(Excerpt from a dataset)

— START —

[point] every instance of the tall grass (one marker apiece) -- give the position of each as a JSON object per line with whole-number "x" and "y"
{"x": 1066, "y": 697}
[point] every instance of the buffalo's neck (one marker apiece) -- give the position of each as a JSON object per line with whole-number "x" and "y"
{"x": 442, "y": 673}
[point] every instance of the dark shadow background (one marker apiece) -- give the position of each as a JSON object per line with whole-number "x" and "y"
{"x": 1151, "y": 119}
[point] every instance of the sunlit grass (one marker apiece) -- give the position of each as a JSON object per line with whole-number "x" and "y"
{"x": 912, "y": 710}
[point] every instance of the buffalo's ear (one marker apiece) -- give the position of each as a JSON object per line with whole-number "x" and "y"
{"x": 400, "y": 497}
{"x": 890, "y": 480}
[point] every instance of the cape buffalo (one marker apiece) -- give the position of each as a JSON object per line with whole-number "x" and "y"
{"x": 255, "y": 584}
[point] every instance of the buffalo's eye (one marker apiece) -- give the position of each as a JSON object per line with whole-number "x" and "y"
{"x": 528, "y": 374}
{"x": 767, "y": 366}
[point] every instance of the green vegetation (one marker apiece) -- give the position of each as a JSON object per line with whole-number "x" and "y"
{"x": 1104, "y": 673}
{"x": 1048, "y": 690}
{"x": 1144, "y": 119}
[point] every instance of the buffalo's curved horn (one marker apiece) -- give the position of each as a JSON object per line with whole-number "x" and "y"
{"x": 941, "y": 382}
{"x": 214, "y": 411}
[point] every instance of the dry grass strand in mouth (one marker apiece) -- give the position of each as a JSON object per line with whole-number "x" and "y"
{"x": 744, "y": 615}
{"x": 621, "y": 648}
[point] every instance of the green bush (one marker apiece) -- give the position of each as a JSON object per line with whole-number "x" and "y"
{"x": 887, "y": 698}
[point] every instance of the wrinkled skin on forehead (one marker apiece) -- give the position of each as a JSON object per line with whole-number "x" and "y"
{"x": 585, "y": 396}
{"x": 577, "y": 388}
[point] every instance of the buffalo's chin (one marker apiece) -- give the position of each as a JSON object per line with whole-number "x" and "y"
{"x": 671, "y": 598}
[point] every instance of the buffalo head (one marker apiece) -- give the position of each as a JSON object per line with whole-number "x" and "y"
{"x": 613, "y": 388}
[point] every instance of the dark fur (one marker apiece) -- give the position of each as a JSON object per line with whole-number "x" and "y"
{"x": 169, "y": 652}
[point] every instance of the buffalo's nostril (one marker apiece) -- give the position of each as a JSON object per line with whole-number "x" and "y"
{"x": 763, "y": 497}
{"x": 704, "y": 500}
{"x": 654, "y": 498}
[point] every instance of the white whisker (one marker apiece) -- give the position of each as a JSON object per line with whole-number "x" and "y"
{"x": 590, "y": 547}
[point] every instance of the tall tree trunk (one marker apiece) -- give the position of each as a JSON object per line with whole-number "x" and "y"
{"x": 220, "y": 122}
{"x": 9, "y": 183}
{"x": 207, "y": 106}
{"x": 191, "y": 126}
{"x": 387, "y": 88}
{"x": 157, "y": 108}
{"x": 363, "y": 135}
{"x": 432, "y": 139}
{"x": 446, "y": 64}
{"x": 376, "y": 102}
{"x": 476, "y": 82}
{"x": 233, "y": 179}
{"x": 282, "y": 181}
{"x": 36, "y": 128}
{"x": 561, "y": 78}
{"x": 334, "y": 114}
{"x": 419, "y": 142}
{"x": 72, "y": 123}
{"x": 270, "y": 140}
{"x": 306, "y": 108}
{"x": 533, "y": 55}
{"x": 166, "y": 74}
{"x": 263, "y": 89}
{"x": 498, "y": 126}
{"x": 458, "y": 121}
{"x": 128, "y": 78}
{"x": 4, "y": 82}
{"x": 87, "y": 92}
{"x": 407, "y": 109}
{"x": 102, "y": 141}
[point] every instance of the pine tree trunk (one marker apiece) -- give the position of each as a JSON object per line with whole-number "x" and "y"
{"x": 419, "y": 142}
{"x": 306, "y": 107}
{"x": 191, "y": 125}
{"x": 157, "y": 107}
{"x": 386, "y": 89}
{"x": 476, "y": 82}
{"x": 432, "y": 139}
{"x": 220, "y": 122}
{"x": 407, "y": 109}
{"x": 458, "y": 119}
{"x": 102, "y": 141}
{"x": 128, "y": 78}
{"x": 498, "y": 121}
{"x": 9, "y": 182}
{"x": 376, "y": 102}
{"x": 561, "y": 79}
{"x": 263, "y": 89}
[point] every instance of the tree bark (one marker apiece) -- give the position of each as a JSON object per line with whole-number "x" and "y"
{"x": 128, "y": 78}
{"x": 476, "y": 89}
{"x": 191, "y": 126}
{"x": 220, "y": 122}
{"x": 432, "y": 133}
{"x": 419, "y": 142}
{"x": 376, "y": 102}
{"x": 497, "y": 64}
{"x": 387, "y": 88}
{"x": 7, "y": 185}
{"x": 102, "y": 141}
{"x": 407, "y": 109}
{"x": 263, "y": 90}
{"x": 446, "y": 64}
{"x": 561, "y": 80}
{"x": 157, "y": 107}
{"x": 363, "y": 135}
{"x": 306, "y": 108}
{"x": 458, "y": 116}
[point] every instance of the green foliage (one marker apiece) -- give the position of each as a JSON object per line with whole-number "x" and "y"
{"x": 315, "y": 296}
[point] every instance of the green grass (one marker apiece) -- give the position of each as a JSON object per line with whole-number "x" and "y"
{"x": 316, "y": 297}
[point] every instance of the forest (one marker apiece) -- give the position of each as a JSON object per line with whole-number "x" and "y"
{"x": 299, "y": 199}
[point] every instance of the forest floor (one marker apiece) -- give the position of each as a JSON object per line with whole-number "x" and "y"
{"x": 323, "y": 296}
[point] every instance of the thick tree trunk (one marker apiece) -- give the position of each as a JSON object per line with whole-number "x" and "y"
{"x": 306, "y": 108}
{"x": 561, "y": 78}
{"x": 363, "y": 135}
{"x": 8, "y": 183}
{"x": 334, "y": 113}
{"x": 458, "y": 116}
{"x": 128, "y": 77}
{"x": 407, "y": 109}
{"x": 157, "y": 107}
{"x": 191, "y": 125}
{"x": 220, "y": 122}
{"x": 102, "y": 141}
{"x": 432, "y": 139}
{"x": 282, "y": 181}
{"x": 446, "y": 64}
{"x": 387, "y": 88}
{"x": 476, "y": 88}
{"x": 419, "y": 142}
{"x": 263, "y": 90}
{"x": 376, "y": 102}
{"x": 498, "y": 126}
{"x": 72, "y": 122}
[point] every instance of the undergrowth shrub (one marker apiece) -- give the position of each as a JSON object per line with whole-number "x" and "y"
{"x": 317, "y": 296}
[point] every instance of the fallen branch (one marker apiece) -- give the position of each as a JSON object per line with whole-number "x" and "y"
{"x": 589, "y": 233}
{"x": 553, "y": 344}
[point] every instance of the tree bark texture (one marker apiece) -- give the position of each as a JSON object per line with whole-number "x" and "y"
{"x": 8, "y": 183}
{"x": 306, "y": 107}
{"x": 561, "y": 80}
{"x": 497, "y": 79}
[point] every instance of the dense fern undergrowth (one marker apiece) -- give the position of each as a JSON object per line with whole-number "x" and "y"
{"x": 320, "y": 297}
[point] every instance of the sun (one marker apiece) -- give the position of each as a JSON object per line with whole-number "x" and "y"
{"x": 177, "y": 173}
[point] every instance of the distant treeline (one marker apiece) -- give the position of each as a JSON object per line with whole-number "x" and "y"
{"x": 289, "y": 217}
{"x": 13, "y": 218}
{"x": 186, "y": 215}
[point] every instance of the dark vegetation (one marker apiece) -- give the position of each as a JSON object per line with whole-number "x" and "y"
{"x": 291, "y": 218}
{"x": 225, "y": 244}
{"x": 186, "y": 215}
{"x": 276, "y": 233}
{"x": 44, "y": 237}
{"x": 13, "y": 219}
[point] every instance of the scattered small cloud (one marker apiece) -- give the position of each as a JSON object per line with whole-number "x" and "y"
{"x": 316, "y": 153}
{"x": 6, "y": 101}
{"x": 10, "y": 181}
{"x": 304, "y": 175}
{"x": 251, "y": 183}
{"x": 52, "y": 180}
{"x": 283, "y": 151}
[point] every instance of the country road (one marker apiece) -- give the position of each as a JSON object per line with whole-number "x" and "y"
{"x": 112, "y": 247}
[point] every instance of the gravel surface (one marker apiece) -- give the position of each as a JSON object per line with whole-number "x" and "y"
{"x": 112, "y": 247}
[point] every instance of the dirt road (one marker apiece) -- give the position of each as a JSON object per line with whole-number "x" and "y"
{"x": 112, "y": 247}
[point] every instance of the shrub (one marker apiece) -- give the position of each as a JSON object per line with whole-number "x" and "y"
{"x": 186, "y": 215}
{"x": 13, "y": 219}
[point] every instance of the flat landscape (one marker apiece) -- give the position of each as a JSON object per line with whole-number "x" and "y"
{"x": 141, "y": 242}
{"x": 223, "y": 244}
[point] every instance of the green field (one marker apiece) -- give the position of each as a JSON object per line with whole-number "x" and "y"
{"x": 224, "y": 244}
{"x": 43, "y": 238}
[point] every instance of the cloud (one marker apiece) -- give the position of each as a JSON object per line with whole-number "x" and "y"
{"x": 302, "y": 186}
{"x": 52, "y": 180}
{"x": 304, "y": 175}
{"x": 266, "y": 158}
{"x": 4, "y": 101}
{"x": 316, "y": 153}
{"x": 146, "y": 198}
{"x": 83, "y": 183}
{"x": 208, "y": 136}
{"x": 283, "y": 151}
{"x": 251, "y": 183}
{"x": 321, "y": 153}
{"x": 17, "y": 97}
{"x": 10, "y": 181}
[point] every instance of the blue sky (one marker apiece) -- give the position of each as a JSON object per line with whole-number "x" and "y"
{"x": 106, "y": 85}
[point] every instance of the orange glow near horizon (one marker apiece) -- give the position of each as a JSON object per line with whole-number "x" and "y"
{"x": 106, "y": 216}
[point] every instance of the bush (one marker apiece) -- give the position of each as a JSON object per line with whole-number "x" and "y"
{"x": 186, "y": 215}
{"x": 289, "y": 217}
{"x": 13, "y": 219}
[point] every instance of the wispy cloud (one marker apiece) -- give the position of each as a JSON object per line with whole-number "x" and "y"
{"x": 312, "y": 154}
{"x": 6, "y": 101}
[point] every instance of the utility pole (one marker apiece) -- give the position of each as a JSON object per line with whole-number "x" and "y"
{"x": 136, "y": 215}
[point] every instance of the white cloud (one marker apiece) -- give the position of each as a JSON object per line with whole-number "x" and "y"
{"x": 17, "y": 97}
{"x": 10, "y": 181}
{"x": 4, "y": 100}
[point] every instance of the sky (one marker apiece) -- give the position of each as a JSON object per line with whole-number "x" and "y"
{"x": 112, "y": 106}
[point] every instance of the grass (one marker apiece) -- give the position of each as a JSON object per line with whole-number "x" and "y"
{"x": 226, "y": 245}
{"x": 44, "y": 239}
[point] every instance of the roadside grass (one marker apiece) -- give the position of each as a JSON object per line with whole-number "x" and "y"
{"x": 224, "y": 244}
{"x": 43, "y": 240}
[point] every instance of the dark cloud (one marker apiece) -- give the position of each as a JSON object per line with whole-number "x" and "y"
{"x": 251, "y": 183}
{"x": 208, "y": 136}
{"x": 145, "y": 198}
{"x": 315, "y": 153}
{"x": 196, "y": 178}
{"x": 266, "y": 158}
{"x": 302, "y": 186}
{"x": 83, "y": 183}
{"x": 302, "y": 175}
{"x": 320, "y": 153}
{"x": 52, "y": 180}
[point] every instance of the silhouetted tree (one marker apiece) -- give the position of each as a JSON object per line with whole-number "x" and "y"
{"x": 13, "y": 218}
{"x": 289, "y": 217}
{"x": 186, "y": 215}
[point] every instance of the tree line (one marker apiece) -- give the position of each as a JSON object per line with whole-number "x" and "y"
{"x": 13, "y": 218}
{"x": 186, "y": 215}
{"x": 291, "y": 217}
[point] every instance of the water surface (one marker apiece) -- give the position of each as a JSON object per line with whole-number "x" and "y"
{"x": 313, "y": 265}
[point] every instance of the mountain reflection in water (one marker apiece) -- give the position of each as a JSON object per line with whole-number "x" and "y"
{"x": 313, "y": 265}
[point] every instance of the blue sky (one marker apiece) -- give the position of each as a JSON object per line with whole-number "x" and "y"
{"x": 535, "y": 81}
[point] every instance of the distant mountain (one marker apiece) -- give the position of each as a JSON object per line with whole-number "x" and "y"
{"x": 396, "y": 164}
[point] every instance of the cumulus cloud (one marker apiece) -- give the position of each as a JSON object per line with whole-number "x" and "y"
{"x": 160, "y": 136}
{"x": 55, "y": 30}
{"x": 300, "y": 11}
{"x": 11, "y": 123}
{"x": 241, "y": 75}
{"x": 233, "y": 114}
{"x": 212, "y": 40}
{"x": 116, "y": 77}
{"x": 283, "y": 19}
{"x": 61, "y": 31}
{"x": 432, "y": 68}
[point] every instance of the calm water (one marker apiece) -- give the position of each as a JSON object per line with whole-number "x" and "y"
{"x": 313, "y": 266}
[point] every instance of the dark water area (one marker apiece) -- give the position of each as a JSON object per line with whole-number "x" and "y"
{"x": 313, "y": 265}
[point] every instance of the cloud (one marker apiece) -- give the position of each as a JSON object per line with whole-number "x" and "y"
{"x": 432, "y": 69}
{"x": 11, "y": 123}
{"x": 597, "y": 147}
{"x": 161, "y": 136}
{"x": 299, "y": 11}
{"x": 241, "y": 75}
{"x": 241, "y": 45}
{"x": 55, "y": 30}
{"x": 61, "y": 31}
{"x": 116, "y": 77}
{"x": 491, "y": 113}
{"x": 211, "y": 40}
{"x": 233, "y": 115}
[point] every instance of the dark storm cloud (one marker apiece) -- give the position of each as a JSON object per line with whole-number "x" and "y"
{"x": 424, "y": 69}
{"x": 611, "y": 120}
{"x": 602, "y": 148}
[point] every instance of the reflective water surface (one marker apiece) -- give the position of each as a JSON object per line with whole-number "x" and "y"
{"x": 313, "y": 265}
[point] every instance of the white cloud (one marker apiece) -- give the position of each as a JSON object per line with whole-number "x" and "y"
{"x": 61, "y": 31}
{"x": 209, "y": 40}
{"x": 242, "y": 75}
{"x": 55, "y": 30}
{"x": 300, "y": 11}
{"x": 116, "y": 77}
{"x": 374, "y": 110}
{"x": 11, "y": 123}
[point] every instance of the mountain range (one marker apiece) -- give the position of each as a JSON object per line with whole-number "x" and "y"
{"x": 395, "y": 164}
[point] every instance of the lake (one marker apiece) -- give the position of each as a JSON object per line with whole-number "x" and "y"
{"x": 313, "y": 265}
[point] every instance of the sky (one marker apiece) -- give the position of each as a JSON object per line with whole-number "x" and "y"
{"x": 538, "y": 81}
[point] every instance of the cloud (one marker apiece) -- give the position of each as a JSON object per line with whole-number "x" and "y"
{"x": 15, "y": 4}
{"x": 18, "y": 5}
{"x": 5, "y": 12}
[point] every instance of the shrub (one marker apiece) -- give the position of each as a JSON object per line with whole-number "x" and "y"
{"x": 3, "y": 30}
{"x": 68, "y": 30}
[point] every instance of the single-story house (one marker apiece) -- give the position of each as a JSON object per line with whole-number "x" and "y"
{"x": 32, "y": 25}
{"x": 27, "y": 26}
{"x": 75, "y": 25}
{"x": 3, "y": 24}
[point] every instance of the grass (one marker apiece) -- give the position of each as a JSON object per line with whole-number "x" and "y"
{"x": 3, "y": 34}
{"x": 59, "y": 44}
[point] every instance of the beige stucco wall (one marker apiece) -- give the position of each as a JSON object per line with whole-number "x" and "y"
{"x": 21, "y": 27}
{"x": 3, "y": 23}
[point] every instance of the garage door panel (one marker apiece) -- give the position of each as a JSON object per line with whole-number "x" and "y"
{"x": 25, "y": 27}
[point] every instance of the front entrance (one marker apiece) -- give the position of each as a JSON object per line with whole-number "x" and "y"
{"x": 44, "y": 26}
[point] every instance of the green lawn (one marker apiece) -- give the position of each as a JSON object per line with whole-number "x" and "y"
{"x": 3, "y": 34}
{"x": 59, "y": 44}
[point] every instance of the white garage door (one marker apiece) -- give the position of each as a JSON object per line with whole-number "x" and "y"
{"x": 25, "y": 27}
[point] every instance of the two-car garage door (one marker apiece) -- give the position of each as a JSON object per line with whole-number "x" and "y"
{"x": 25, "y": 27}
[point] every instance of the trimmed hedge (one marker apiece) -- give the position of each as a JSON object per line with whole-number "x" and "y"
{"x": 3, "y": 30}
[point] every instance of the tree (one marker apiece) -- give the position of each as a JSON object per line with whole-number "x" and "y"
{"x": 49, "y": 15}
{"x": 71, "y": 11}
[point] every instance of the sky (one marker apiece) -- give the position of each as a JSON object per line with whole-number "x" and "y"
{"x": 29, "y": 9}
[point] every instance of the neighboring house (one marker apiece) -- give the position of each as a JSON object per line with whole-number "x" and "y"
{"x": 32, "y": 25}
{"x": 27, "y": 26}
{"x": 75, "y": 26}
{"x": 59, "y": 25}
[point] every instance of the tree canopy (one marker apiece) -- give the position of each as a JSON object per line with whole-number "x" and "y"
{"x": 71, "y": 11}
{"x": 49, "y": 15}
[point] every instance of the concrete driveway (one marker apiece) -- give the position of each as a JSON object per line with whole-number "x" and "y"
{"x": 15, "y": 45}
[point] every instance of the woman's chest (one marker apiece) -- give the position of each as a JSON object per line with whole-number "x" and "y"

— END —

Challenge.
Please recast the lines, from the line with "[point] every instance of the concrete" through the last line above, as a Markdown table with the columns Row and Line, leaving out any blank lines.

Correct answer.
| Row | Line |
|---|---|
| 1 | [point] every instance of the concrete driveway (one marker apiece) -- give the position of each as a JSON object per line with whole-number "x" and "y" |
| 2 | {"x": 15, "y": 45} |
| 3 | [point] every instance of the woman's chest (one marker apiece) -- give the position of each as a JSON object per line with whole-number "x" and "y" |